Put That Guitar Down
(and really improve as a musician!)
By Chris Standring ( www.chrisstandring.com )

For all the words of encouragement you have ever heard pertaining to picking up the guitar and practicing, either from me or your own sources, this article may come as a bit of a surprise to you. For once I am going to tell you to put the guitar down!

A little confused? Don't be, I'll try to explain. And the best way I can get my point across is by sharing an experience I personally had some time ago.

Back in the 80's, I went to music college in London. I feverishly studied classical guitar for 3 years. Practiced for hours each day. During this time I really developed some good disciplinary skills as far as practice was concerned. I would split up the day. Morning playing Bach fugues or whatever torturous classical guitar piece that had enslaved me at the time. A break for lunch, and in the afternoon I would pick up my electric guitar and plough through violin and flute music, which I'd rented from the music school library, to get my sight-reading together. Reading jazz and pop music is very different from classical music because phrasing interpretation is relative to the genre being played. So it is as much about listening to the band as it is reading the note values. So I wanted to get that together. Finally I worked on jazz harmony, specifically vocabulary for playing over changes. The Charlie Parker Omnibook was my bible, but I would also listen to be-bop players and steal their phrases and try to figure out how I should work them into my own playing. I remember stealing from Cannonball Adderly, Miles Davis, Mike Brecker, and I fell in love with the swinging styles of pianists Red Garland and Wynton Kelly, both of whom played on Miles Davis' album "Milestones", a record that had a profound effect on me. Just as importantly, I listened to the way these musicians would feel the music. It wasn't just about the notes.

§ STATED PROBLEM 1
Show every line of the listing below that contains the word "Target".
The guitar article has nothing to do with the listing that comes next.

(Dataset rows)
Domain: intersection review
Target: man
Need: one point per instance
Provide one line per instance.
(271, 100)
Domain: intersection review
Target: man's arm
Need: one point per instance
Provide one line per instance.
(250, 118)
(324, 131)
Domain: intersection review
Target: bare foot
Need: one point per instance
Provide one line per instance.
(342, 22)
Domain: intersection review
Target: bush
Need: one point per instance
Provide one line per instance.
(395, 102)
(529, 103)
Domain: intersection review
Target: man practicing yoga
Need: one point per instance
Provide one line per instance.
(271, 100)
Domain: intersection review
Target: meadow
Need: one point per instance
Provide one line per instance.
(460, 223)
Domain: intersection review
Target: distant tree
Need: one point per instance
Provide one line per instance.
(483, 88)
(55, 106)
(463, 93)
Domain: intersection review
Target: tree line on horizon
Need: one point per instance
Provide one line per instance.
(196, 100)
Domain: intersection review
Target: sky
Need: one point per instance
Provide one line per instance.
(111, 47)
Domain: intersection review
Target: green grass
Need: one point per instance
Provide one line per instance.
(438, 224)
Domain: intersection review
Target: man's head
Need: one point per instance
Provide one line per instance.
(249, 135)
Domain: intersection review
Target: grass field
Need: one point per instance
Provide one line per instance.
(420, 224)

§ STATED PROBLEM 2
Quote the passage from the guitar article above starting with "A little confused?" and going on through "some time ago.".

§ FINAL RESULT 1
Target: man
Target: man's arm
Target: bare foot
Target: bush
Target: man practicing yoga
Target: meadow
Target: distant tree
Target: tree line on horizon
Target: sky
Target: green grass
Target: man's head
Target: grass field

§ FINAL RESULT 2
A little confused? Don't be, I'll try to explain. And the best way I can get my point across is by sharing an experience I personally had some time ago.